- REQUIRED WORK -
Word for word, restate each entry in the listing below.

- DATA FOR THIS EXERCISE -
Start of Block

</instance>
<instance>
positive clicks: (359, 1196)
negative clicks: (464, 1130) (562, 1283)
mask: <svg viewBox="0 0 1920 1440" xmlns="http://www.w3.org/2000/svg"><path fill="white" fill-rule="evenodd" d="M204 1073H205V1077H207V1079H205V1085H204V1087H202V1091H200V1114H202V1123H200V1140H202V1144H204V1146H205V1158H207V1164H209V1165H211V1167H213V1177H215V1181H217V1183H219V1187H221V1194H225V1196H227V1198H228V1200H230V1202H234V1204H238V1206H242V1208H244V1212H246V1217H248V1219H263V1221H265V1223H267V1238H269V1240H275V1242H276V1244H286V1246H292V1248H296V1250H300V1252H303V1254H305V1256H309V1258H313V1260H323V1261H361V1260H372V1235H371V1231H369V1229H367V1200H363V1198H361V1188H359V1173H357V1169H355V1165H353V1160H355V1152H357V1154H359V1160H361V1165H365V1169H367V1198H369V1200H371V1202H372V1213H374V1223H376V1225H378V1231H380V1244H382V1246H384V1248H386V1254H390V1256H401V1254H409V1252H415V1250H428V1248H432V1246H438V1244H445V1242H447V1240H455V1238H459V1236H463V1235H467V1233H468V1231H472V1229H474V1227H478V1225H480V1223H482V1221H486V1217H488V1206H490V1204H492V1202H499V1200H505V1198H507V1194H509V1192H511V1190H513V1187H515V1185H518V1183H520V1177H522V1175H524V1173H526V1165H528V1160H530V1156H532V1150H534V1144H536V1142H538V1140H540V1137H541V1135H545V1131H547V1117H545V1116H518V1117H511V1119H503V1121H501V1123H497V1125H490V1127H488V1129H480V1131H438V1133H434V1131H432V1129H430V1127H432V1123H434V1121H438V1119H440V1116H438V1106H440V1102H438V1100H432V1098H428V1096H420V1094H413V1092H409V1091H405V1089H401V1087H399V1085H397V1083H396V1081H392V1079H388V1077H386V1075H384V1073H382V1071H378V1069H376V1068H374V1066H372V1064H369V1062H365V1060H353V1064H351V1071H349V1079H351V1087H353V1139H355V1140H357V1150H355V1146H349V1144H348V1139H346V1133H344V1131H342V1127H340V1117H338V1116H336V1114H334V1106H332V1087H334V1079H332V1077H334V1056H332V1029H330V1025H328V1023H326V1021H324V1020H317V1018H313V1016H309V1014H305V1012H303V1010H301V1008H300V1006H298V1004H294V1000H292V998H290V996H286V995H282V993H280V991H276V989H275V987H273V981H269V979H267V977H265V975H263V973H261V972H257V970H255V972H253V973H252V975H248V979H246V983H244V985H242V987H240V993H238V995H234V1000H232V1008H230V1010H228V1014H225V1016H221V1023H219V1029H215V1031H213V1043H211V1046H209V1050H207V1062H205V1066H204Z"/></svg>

End of Block

- TASK RESULT -
</instance>
<instance>
positive clicks: (359, 1196)
negative clicks: (464, 1130) (562, 1283)
mask: <svg viewBox="0 0 1920 1440" xmlns="http://www.w3.org/2000/svg"><path fill="white" fill-rule="evenodd" d="M204 1073H205V1077H207V1079H205V1085H204V1087H202V1091H200V1114H202V1123H200V1140H202V1144H204V1146H205V1158H207V1164H209V1165H211V1167H213V1177H215V1181H217V1183H219V1187H221V1194H225V1196H227V1198H228V1200H230V1202H234V1204H238V1206H242V1208H244V1212H246V1217H248V1219H263V1221H265V1223H267V1238H269V1240H275V1242H276V1244H286V1246H292V1248H296V1250H300V1252H303V1254H305V1256H309V1258H313V1260H323V1261H361V1260H372V1235H371V1231H369V1229H367V1200H363V1198H361V1188H359V1173H357V1169H355V1165H353V1160H355V1152H357V1154H359V1160H361V1165H365V1169H367V1198H369V1200H371V1202H372V1213H374V1223H376V1225H378V1231H380V1244H382V1246H384V1248H386V1254H390V1256H401V1254H409V1252H415V1250H428V1248H432V1246H438V1244H445V1242H447V1240H455V1238H459V1236H463V1235H467V1233H468V1231H472V1229H474V1227H478V1225H480V1223H482V1221H486V1217H488V1206H490V1204H492V1202H499V1200H505V1198H507V1194H509V1192H511V1190H513V1187H515V1185H518V1183H520V1177H522V1175H524V1173H526V1165H528V1160H530V1156H532V1150H534V1144H536V1142H538V1140H540V1137H541V1135H545V1131H547V1117H545V1116H518V1117H511V1119H503V1121H501V1123H497V1125H490V1127H488V1129H480V1131H438V1133H434V1131H432V1129H430V1127H432V1123H434V1121H438V1119H440V1116H438V1106H440V1102H438V1100H432V1098H428V1096H420V1094H413V1092H409V1091H405V1089H401V1087H399V1085H397V1083H396V1081H392V1079H388V1077H386V1075H384V1073H382V1071H378V1069H376V1068H374V1066H372V1064H369V1062H365V1060H353V1064H351V1071H349V1079H351V1087H353V1139H355V1140H357V1150H355V1146H349V1144H348V1139H346V1133H344V1131H342V1127H340V1117H338V1116H336V1114H334V1106H332V1087H334V1079H332V1077H334V1056H332V1029H330V1025H328V1023H326V1021H324V1020H317V1018H313V1016H309V1014H305V1012H303V1010H301V1008H300V1006H298V1004H294V1000H292V998H290V996H286V995H282V993H280V991H276V989H275V987H273V981H269V979H267V977H265V975H263V973H261V972H257V970H255V972H253V973H252V975H248V979H246V983H244V985H242V987H240V993H238V995H234V1000H232V1008H230V1010H228V1014H225V1016H221V1023H219V1029H215V1031H213V1043H211V1046H209V1050H207V1062H205V1066H204Z"/></svg>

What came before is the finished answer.